Celebrating Conservation Wines with WWF South Africa
By Scone Malone
During Greenpop’s recent Reforest Fest 2022 in Walker Bay, WWF South Africa hosted a wine tasting with four very special wine farms, with the aim to shift the narrative around South African wine culture, creatively exploring the nature-based and regenerative wine farms by celebrating the wine through a multi-sensory tasting experience.
For better or for worse, life is full of choices. We get to choose how we react in any moment, most of us get to choose what we put in our bodies, and the fortunate amongst us even get to choose where we live, and all these choices have consequences. It would thus stand to reason that we should carefully consider these choices we face and try to choose wisely. We should try to make choices that are of the greatest benefit to ourselves as well as not being of detriment to our fellow inhabitants of this beautiful planet.

__Work to do__.
a) Reproduce the passage of the conservation wines article from "For better or" up to and including "this beautiful planet.".
b) List every choice that the conservation wines article says we get to make.

__Records provided__.

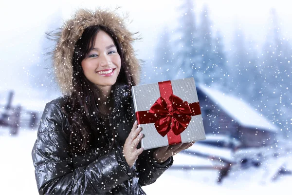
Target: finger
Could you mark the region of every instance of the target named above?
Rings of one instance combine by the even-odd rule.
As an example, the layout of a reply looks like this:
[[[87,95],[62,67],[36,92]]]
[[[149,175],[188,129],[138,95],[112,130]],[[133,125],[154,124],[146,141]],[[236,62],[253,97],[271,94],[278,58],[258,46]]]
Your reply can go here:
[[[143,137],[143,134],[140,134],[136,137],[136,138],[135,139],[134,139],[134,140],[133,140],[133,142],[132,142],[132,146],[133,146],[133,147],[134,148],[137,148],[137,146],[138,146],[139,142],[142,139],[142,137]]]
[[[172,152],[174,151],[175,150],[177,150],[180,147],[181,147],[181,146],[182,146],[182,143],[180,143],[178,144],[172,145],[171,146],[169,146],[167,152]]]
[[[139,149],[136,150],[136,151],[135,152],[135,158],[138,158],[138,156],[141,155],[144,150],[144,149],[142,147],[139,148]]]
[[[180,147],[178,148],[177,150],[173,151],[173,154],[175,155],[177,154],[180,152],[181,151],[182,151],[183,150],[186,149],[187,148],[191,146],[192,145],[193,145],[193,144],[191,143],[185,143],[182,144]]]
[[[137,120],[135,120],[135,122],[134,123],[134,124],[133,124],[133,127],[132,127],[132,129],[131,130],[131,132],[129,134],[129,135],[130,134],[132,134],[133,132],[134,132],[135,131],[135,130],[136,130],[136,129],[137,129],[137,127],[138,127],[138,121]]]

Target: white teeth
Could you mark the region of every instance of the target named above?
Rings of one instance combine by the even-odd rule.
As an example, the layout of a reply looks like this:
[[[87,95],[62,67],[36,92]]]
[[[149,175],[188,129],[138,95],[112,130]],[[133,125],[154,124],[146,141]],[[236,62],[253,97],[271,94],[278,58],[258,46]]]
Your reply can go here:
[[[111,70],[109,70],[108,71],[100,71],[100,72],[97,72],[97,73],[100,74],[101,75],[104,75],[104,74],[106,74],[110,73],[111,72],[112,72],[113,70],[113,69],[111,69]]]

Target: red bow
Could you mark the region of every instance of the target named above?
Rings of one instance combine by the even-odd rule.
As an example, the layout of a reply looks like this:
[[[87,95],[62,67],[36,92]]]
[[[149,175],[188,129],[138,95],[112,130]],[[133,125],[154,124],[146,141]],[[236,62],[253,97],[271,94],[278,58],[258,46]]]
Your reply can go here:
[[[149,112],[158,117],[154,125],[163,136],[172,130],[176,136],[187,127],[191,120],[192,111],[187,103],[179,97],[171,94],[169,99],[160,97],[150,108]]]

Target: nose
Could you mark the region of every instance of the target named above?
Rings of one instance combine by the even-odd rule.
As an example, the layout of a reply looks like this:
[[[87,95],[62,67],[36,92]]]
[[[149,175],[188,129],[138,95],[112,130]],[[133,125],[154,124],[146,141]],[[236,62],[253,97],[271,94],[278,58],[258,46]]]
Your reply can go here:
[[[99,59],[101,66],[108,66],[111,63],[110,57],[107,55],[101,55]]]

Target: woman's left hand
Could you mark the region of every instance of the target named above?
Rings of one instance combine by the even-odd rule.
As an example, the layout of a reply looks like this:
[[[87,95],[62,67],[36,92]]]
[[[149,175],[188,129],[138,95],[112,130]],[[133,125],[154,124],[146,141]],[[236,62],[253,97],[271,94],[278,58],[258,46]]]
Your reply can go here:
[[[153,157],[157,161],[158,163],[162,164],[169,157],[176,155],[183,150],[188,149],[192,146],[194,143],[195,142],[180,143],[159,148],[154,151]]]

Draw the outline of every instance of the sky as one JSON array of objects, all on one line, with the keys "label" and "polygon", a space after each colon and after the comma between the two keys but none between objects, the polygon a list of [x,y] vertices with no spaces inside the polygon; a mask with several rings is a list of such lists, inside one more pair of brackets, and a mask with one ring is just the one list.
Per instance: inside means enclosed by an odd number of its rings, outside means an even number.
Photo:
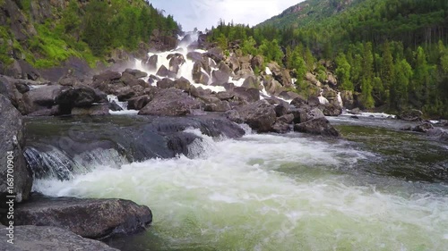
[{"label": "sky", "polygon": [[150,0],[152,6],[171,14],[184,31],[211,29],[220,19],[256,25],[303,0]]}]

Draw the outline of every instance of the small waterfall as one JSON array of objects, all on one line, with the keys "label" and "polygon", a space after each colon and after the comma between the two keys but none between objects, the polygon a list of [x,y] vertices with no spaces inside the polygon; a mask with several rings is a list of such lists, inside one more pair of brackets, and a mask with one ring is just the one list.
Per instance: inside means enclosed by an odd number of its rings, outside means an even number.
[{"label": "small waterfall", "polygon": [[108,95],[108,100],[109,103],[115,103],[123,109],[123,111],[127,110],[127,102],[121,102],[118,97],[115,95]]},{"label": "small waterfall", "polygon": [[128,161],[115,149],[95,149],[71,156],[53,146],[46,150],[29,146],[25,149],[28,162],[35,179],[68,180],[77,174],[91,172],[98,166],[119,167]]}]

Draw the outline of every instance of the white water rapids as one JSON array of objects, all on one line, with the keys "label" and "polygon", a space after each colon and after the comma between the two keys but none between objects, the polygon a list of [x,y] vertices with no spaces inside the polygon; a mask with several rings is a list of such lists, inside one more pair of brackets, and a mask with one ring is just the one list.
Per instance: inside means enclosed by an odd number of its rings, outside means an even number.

__Answers__.
a)
For better or for worse, life is full of choices. We get to choose how we react in any moment, most of us get to choose what we put in our bodies, and the fortunate amongst us even get to choose where we live, and all these choices have consequences. It would thus stand to reason that we should carefully consider these choices we face and try to choose wisely. We should try to make choices that are of the greatest benefit to ourselves as well as not being of detriment to our fellow inhabitants of this beautiful planet.

b)
- How we react in any moment
- What we put in our bodies
- Where we live